> WHAT IS BEING ASKED:
Please pick up the forum thread below, about a pet cockatiel's mirror and courting habits, where it stops.

It seems that Sonnie-Man is a lost cause if parents don't like what I am doing and question everthing I do. I am thinking I should just quit now since he wont be making improvements because of whats going on. 

And it is even harder on me because the bird doesnt want anything to do with me as well. It doesnt help there being a mirror in there at all!


----------



## Bea (Jul 26, 2007)

Maybe, instead of a full-sized mirror toy you could replace it with a toy that has small mirrors.  My guys have a X & O's toy which has mirrors where the O's are, and i know they're pretty easy to find...


----------



## Bonny (Mar 19, 2008)

When we first got my mum and dads first tiel Reebok he had never been out of his cage before and he was on the floor and was intrested in my dads feet(he had grey socks on dont no if that had anything to do with it lol)he started birdie loving my dads foot lol we didnt no what he was doing we thought he had an itch lol till the next time he was on my mums hand giving her birdie love he did this quite often if we tried to move him he carried on with nearest thing. he is 13 now and still doese it weather it be the pearch or his tea towl (he loves pulling the thread out)the other day i was round there without fail he was birdie loving his cage door he has all the things a tiel should have in his cage but he still cant help flirting with everything. my mum has a new tiel i no he is to old for breeding anyway but he is just not interested lol im sure he thinks hes a human

i dont no what to suggest reebok has no mirrors in his cage because he hisses and bites them as he does with his new friend lady not that she is bothered so just see what works best for him with us ignoring him or giving him attention just seems to make him do it more he is just a birdie loving bird lol


----------



## Beckyjean81 (Mar 21, 2008)

> SUPPLIED MATERIAL:
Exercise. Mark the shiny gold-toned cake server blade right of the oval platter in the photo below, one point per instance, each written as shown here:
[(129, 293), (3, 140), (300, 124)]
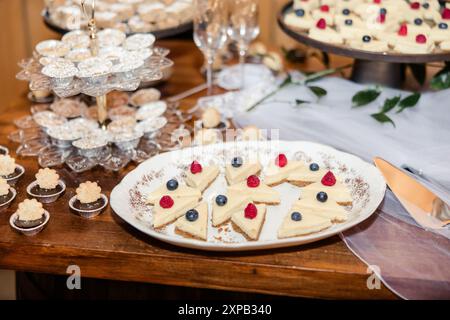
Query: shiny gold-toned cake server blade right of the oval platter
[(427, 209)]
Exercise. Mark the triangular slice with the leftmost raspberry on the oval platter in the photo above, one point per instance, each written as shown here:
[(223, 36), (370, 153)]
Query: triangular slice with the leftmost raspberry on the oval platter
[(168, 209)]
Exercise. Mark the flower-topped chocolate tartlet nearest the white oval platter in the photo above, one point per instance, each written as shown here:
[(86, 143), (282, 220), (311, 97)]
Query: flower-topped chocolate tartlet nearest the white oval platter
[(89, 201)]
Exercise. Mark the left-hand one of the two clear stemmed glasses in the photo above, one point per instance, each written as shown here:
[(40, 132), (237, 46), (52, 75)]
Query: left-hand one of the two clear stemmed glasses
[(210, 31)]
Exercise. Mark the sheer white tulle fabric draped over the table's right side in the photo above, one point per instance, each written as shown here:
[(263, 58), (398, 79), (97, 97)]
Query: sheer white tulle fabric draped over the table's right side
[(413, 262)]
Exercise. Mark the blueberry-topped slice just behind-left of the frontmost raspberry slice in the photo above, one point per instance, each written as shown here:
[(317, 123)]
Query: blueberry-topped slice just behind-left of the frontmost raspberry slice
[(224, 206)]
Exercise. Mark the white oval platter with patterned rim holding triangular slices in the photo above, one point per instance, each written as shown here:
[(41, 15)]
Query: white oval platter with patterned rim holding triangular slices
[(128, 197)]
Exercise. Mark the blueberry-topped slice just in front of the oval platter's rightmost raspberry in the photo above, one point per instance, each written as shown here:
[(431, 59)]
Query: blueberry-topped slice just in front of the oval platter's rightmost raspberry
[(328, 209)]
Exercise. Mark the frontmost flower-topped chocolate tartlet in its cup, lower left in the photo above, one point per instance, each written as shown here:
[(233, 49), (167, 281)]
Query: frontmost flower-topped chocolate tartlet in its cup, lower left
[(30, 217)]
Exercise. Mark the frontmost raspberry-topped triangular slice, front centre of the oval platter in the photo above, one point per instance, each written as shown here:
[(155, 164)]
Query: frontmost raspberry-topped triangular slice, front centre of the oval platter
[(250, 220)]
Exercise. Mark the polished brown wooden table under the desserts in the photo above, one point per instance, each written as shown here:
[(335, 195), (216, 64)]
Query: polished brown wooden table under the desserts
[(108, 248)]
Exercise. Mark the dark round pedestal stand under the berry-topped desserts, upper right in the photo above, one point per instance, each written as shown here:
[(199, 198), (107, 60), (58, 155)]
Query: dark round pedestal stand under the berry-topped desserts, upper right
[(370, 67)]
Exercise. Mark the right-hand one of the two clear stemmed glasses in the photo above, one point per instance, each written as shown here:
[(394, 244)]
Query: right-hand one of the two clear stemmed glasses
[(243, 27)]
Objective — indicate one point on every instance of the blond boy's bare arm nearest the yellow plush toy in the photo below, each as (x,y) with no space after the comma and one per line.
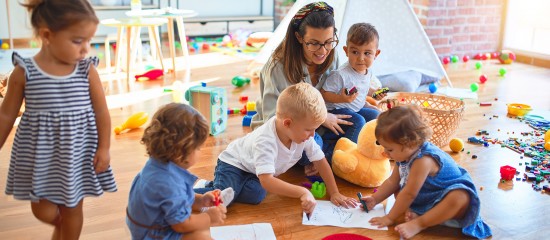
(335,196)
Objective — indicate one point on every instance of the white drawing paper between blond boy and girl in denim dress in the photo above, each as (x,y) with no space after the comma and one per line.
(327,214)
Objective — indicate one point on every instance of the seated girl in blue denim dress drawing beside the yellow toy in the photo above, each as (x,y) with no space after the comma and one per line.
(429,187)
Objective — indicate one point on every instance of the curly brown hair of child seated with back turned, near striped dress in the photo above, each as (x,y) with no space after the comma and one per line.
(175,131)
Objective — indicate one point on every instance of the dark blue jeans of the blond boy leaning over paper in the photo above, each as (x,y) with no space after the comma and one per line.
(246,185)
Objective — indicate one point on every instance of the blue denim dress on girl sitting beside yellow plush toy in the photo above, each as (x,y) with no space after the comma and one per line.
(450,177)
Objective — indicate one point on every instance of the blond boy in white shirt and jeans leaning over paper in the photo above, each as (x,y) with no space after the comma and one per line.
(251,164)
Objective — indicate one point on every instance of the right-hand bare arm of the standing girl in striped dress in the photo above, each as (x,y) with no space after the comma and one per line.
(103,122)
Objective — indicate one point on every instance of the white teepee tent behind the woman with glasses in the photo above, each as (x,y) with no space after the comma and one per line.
---
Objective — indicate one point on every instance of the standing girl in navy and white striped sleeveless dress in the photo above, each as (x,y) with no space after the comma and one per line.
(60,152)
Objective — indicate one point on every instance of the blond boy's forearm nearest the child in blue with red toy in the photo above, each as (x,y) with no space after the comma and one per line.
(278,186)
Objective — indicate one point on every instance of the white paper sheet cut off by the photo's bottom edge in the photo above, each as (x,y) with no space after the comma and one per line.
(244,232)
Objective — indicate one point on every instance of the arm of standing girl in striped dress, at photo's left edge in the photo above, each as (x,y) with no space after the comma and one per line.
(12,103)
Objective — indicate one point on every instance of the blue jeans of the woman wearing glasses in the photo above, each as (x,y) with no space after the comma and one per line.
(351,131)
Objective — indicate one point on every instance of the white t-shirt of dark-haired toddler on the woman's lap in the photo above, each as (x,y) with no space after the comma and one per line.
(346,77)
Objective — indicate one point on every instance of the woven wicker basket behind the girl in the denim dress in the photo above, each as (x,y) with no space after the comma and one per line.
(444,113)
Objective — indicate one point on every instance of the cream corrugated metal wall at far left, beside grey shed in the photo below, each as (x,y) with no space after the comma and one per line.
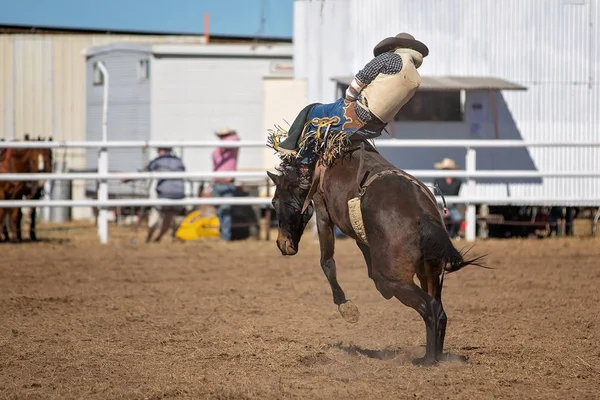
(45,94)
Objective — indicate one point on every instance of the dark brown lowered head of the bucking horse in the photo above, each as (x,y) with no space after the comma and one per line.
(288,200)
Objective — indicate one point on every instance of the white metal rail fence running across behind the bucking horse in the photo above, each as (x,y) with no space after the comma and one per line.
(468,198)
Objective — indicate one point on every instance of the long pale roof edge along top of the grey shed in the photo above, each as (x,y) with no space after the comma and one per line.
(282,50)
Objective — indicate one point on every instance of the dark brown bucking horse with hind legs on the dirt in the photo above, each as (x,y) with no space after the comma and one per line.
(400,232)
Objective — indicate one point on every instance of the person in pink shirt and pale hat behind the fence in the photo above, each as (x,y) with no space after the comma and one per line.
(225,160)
==
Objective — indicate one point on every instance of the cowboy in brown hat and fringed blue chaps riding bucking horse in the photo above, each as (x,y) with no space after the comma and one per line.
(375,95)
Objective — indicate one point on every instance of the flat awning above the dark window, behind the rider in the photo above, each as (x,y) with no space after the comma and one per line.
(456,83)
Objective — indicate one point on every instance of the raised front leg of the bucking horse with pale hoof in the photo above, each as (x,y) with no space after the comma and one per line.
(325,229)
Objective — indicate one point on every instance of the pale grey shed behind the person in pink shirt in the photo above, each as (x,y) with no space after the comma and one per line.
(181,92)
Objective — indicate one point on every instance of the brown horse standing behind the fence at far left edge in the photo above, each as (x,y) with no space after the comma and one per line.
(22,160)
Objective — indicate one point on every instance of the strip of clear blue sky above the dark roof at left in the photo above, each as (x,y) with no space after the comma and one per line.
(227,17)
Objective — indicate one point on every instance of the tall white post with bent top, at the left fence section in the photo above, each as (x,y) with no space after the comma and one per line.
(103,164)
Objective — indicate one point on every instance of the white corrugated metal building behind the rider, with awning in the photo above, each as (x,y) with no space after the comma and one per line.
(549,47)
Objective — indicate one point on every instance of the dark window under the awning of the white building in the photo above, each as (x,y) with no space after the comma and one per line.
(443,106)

> OUTPUT FOR THIS EXERCISE:
I agree that removing the mirror is a good idea. Some birds have a problem with them and others don't. Also, the urge to mate is a natural thing for your Sonnie-man. It may go away if you change around all his toys and such, but you also may find that it doesn't make a difference and he will find something else to focus his "attention" on. Trial and error is probably your only option. Good luck!!!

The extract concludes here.